§ GIVEN INSTRUCTION
Reproduce the following lines without any changes.

________

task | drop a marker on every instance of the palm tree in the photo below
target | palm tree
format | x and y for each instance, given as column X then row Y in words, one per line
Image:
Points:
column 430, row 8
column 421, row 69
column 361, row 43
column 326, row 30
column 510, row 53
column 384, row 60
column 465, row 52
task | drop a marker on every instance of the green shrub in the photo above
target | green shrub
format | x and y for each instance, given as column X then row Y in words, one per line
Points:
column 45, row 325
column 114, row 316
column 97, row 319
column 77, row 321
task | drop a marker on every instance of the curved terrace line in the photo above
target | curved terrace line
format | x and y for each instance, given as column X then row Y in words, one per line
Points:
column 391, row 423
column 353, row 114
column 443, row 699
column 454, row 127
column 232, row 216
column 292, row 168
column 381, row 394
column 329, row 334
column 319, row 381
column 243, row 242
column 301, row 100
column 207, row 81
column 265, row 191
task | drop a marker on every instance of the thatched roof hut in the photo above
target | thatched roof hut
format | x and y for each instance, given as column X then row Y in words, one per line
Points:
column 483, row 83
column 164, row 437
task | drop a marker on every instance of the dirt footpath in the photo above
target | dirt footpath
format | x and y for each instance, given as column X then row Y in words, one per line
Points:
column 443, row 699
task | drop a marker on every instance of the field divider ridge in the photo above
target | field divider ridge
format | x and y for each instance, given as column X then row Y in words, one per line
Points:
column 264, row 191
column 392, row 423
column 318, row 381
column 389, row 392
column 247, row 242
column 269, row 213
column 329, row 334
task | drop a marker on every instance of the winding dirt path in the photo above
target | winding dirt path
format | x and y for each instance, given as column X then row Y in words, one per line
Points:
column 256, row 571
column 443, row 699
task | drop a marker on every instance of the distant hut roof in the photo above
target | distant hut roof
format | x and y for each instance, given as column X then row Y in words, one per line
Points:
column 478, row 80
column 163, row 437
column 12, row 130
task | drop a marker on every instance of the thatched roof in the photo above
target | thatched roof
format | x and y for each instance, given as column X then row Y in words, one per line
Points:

________

§ TASK SOLUTION
task | drop a marker on every instance of the palm tree in the photo below
target | palm tree
format | x and y for each instance, given as column X then row Y in words, one per line
Image:
Points:
column 430, row 8
column 421, row 69
column 361, row 43
column 326, row 30
column 510, row 53
column 384, row 60
column 465, row 52
task | drop a marker on every instance of the green shrub in the photo above
target | green shrub
format | x and y for each instance, given as column X then row Y in words, one per line
Points:
column 45, row 325
column 114, row 316
column 97, row 319
column 77, row 321
task | drop a marker on every instance of the curved terrace line in the photo above
target | curved terrace line
format | x and y for each instance, given as column X then row Y in words, one per line
Points:
column 391, row 423
column 353, row 114
column 443, row 699
column 454, row 127
column 232, row 216
column 292, row 168
column 381, row 394
column 329, row 334
column 319, row 381
column 243, row 242
column 301, row 100
column 207, row 81
column 265, row 191
task | drop a marker on every instance of the thatched roof hut in the photo above
target | thatched roof hut
format | x and y for each instance, given as column X then row Y in words, one per line
Points:
column 483, row 83
column 164, row 437
task | drop a marker on every instance of the dirt footpath in the photo above
target | dirt footpath
format | x and y for each instance, given as column X then row Y in words, one per line
Points:
column 443, row 699
task | drop a marker on every instance of the field divider ridge in the photo above
target | field divider ridge
format | x and y for each instance, given as column X then row Y in words, one per line
Points:
column 264, row 191
column 392, row 423
column 318, row 381
column 389, row 392
column 247, row 242
column 269, row 213
column 329, row 334
task | drop a marker on every instance of the winding dirt path in the photo above
target | winding dirt path
format | x and y for each instance, given as column X then row Y in words, one per line
Points:
column 256, row 571
column 443, row 699
task | drop a marker on every instance of the distant hut roof in the photo above
target | distant hut roof
format | x and y for each instance, given as column X then row Y in words, one per line
Points:
column 478, row 80
column 163, row 437
column 12, row 130
task | drop a marker on every instance of the thatched roof in the photo above
target | thatched roof
format | x and y for each instance, given as column X then row Y in words, one per line
Points:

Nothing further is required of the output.